--- Excerpted text ---
Chick-fil-A has found success in the U.S. despite not offering the classic beef burger, unlike many popular fast food franchises. Not that customers miss it with a plethora of chicken options ranging from sandwiches and wraps to nuggets and strips. Chick-fil-A scored an 87 in ACSI’s 2017 customer service survey, the highest among fast food chains, in part because of its devotion to customers’ needs. For example, the company listened to its customers’ requests and started an initiative to serve antibiotic-free chicken in all of its restaurants by 2019.

2. Panera Bread
> 2017 ACSI score: 82
> 2016 ACSI score: 81
> Revenue: $2.8 billion
> Profits: $145.2 million

Originally a part of Au Bon Pain Co., Inc, Panera Bread was spun off as a separate company in 1999. The company started out on the East Coast, and by September 2016, there were over 2,000 bakery-cafes spread across 46 states. Panera also listened to its customers, initiating plans to remove artificial colors, flavors, sweeteners, and preservatives from its food. Panera also initiated a slew of new ordering technologies, hoping for a smoother and speedier service. Perhaps these initiatives helped it earn the second highest score among limited service restaurants.

--- Records to process ---
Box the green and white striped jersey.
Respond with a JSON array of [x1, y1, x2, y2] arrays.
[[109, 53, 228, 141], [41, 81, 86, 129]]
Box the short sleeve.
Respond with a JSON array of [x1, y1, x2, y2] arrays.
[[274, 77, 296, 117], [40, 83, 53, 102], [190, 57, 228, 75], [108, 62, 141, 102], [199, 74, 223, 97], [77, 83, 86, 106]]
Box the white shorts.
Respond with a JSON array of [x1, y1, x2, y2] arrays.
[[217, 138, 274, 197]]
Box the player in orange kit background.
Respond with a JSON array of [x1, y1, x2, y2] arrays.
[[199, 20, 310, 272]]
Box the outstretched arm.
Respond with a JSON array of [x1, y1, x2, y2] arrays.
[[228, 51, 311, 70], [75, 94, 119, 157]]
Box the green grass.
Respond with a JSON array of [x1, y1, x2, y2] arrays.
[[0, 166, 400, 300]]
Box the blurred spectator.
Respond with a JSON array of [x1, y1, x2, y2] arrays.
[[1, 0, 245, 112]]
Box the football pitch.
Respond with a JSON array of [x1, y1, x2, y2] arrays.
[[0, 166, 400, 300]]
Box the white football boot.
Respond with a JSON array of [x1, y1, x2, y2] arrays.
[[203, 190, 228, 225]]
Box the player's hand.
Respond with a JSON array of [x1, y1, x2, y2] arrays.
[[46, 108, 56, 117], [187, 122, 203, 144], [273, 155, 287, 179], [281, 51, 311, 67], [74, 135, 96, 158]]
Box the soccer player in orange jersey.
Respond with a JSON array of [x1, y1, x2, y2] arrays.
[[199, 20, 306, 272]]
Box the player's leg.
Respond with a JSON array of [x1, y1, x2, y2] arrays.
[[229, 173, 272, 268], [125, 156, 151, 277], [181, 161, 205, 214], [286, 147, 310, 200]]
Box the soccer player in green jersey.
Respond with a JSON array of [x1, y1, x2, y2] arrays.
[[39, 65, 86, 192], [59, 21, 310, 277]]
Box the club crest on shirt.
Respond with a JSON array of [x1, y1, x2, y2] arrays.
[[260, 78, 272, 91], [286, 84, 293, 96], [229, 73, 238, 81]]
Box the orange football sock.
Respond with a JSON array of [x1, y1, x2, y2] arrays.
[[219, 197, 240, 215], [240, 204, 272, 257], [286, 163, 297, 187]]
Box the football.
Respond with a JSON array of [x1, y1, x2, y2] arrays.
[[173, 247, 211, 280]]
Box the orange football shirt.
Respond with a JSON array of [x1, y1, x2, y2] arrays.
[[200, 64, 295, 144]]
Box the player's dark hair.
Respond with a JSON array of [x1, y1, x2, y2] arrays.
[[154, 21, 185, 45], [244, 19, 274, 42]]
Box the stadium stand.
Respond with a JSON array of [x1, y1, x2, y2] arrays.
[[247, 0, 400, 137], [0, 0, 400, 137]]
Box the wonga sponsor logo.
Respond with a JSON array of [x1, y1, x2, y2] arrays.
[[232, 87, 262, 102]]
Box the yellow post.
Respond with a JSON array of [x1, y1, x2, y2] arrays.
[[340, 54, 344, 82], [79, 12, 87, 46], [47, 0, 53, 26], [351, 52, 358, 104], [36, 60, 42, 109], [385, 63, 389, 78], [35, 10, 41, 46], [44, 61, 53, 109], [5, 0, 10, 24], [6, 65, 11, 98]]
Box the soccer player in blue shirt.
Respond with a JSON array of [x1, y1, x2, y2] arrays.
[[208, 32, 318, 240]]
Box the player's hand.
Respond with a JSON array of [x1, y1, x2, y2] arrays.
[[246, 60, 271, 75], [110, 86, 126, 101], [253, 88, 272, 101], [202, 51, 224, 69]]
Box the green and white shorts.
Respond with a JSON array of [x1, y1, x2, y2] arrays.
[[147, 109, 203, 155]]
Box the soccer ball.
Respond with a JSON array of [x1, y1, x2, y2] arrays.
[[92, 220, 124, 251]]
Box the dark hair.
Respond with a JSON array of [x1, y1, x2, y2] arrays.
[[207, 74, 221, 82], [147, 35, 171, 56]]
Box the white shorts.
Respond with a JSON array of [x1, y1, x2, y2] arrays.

--- Directives ---
A. According to the excerpt on customer satisfaction at fast food chains, in what year was Panera Bread spun off as a separate company?
B. In the listing, take the stretch from the line containing "Box the wonga sponsor logo." through the end of the listing and write it out again, swapping "soccer" for "football" and keeping everything else the same.

--- Exercise results ---
A. 1999

B.
Box the wonga sponsor logo.
Respond with a JSON array of [x1, y1, x2, y2] arrays.
[[232, 87, 262, 102]]
Box the yellow post.
Respond with a JSON array of [x1, y1, x2, y2] arrays.
[[340, 54, 344, 82], [79, 12, 87, 46], [47, 0, 53, 26], [351, 52, 358, 104], [36, 60, 42, 109], [385, 63, 389, 78], [35, 10, 41, 46], [44, 61, 53, 109], [5, 0, 10, 24], [6, 65, 11, 98]]
Box the football player in blue shirt.
Respond with a JSON array of [x1, y1, x2, y2] arrays.
[[208, 32, 318, 240]]
Box the player's hand.
Respond with a JSON array of [x1, y1, x2, y2] arrays.
[[246, 60, 271, 75], [110, 86, 126, 101], [253, 88, 272, 101], [202, 51, 224, 69]]
Box the green and white shorts.
Respond with a JSON array of [x1, y1, x2, y2] arrays.
[[147, 109, 203, 155]]
Box the football ball.
Respond with a JSON array of [x1, y1, x2, y2] arrays.
[[92, 220, 124, 251]]
Box the dark hair.
Respond with a JSON array of [x1, y1, x2, y2] arrays.
[[207, 74, 221, 82], [147, 35, 171, 56]]
Box the white shorts.
Respond with a JSON array of [x1, y1, x2, y2] arrays.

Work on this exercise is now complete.